:: INPUT RECORDS

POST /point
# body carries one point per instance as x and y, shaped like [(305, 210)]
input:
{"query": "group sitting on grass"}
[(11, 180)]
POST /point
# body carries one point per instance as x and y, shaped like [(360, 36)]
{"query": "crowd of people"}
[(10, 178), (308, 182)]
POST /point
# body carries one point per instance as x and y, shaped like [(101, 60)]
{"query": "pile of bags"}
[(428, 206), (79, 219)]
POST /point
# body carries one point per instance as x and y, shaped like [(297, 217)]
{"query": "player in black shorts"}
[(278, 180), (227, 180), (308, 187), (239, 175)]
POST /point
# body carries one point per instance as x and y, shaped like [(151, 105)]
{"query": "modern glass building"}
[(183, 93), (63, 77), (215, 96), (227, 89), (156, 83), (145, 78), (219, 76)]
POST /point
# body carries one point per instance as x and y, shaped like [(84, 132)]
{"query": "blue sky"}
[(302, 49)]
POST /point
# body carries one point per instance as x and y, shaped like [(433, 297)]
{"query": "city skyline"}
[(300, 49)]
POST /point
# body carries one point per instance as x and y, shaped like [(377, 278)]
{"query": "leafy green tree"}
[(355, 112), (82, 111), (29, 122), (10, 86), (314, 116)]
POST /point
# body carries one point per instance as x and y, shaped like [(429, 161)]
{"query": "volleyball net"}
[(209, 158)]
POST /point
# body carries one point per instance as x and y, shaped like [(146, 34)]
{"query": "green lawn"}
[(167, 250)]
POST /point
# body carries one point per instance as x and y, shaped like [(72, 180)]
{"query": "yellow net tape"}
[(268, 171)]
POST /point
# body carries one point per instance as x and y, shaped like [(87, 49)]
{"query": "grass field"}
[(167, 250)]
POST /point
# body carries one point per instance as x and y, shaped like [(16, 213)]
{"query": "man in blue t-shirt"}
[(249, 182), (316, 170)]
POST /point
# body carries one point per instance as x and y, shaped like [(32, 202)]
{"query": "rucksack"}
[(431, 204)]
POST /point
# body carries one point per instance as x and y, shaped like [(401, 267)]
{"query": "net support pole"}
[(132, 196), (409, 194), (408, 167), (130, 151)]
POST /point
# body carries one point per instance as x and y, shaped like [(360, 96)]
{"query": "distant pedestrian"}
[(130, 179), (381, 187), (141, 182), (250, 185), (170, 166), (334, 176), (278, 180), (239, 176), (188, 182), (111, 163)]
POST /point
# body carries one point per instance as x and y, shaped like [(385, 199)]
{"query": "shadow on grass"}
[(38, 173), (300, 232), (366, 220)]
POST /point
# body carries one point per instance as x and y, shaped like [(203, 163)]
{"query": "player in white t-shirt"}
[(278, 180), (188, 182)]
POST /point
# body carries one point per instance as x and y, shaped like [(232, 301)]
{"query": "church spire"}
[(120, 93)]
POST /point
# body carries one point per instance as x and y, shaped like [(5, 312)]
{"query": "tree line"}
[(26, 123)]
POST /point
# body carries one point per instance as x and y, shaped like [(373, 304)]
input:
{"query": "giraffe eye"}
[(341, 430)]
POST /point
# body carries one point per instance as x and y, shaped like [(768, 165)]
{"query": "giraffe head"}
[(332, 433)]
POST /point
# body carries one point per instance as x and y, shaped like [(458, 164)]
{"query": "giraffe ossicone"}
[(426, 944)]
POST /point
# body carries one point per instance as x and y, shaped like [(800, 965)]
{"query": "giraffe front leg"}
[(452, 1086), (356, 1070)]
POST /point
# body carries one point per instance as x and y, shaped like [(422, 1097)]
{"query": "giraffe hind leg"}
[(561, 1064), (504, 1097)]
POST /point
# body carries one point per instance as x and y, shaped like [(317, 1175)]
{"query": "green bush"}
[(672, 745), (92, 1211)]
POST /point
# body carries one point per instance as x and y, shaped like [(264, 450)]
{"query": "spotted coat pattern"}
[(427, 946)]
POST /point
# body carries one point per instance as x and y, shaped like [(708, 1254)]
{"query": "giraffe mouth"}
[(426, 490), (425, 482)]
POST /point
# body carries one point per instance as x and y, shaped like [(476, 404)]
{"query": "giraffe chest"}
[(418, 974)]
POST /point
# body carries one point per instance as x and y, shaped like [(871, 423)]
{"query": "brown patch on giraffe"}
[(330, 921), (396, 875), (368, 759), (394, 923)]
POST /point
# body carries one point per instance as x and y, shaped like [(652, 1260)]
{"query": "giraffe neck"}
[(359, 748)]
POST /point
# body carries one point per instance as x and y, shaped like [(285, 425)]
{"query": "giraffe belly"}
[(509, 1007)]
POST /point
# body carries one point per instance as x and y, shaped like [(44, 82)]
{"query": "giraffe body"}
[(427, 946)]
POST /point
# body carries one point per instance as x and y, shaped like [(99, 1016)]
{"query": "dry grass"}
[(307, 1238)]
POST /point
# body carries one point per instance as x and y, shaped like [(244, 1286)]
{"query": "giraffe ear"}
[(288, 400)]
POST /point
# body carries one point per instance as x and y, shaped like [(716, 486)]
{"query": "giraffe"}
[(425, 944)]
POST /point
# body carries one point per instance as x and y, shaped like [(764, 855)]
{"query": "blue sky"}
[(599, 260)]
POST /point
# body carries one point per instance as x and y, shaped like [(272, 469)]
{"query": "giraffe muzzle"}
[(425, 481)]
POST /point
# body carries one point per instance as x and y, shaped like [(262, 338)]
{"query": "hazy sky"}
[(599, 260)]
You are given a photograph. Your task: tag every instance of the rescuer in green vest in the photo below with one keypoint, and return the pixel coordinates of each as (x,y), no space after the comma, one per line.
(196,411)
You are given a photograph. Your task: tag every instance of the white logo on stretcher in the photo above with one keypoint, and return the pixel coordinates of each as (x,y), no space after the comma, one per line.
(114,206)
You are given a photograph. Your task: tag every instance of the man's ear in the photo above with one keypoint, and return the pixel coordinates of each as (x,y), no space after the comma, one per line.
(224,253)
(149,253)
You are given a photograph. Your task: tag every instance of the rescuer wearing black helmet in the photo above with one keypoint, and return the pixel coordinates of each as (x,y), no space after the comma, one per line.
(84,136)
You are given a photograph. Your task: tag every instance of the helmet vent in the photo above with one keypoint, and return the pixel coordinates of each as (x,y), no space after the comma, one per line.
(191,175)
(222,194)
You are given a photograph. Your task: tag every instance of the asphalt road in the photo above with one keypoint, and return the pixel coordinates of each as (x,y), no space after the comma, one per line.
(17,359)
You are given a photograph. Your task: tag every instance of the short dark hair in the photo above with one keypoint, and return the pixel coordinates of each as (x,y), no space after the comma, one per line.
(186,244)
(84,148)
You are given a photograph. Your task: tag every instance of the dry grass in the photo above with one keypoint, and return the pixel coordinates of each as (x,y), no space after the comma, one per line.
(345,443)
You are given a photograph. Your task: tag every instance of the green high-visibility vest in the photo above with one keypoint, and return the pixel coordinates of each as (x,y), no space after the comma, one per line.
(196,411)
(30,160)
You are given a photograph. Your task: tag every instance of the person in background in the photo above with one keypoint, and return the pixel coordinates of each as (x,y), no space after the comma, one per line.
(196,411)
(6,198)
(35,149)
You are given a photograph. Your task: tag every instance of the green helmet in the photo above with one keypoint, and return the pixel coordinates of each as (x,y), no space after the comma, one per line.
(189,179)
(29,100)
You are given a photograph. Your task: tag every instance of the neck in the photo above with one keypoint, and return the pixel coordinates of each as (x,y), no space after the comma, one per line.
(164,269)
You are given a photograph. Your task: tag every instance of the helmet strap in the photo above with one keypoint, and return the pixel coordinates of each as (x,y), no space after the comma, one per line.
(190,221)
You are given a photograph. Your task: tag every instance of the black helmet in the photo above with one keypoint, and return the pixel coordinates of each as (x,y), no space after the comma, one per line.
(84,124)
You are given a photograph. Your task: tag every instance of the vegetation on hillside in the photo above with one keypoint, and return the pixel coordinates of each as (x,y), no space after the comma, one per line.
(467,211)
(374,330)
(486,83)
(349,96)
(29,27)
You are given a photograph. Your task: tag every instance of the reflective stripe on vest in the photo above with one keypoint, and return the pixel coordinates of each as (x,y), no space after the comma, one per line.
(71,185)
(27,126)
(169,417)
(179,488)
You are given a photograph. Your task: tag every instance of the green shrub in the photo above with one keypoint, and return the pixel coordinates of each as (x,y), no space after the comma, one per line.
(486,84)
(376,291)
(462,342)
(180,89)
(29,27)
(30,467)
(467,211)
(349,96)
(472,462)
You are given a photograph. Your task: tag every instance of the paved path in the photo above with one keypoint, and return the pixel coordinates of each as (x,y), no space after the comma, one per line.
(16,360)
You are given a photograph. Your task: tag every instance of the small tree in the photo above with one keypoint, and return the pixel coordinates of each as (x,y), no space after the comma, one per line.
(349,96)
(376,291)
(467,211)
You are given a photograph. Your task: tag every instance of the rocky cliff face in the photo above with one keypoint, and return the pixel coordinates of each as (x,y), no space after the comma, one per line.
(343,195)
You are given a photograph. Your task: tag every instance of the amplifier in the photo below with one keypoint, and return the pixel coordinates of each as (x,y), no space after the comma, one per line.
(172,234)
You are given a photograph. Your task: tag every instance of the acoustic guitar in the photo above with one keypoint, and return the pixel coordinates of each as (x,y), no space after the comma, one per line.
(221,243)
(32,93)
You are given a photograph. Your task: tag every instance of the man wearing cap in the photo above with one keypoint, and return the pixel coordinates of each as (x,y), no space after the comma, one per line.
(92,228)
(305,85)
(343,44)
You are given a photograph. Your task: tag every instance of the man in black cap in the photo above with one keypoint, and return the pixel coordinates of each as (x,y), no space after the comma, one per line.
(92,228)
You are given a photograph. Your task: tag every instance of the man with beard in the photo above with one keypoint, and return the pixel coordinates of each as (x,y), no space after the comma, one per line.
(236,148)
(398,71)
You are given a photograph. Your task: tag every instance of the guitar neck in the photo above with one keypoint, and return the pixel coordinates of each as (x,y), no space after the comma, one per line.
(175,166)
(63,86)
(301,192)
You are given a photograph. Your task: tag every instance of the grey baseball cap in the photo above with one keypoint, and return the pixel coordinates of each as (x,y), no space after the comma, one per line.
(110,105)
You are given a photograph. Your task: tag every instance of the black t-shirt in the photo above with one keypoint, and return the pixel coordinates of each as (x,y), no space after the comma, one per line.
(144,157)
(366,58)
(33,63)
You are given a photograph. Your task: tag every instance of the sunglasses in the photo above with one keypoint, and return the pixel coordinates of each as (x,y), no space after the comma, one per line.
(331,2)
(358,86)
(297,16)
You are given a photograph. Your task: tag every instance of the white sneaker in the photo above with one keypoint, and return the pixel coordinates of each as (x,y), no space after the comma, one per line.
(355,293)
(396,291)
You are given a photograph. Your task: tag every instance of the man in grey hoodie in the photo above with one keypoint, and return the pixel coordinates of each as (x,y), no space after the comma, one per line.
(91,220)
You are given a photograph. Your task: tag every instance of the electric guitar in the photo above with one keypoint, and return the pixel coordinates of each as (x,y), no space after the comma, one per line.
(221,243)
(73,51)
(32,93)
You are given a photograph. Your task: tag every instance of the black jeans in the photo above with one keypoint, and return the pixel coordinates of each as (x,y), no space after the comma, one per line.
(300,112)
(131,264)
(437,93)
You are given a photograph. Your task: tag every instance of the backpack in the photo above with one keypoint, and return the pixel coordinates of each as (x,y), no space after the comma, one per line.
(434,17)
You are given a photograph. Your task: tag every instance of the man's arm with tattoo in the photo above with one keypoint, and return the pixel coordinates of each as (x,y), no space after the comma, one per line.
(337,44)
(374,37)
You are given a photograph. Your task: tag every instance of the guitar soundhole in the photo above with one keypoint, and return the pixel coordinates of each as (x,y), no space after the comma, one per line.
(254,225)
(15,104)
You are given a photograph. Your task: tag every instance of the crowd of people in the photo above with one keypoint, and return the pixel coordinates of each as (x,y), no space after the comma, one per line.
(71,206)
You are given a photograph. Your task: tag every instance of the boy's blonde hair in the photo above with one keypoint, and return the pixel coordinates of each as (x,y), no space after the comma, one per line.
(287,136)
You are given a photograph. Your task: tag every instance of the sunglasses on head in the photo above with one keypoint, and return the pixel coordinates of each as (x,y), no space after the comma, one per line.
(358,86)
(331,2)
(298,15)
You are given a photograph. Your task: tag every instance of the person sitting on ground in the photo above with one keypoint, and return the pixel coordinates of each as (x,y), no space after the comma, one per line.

::::

* _TASK_: Repeat everything from the line containing "of the crowd" down to the end of the items word for word.

* _EXERCISE RESPONSE_:
You are given a photograph. Your task: tag every instance of the crowd of people in the photo above with one keypoint, and return the pixel coordinates of each as (x,y), no space after the comma, one per line.
(71,206)
You are given a photograph. Your task: tag every instance of the boy's blonde hair in the photo above with one keypoint, and return the pixel coordinates of each as (x,y), no space after the comma, one per line.
(287,136)
You are given a photograph. Your task: tag every instance of the sunglasses on head in the photo above with one keypoint, and return the pixel coordinates of each as (x,y), no space after the comma, one per line.
(358,86)
(331,2)
(298,15)
You are given a photograph. Your task: tag every instance of the person sitting on ground in the photo above with one keypoint, and return the pixel coordinates of each as (x,y), no space after the comma, one per line.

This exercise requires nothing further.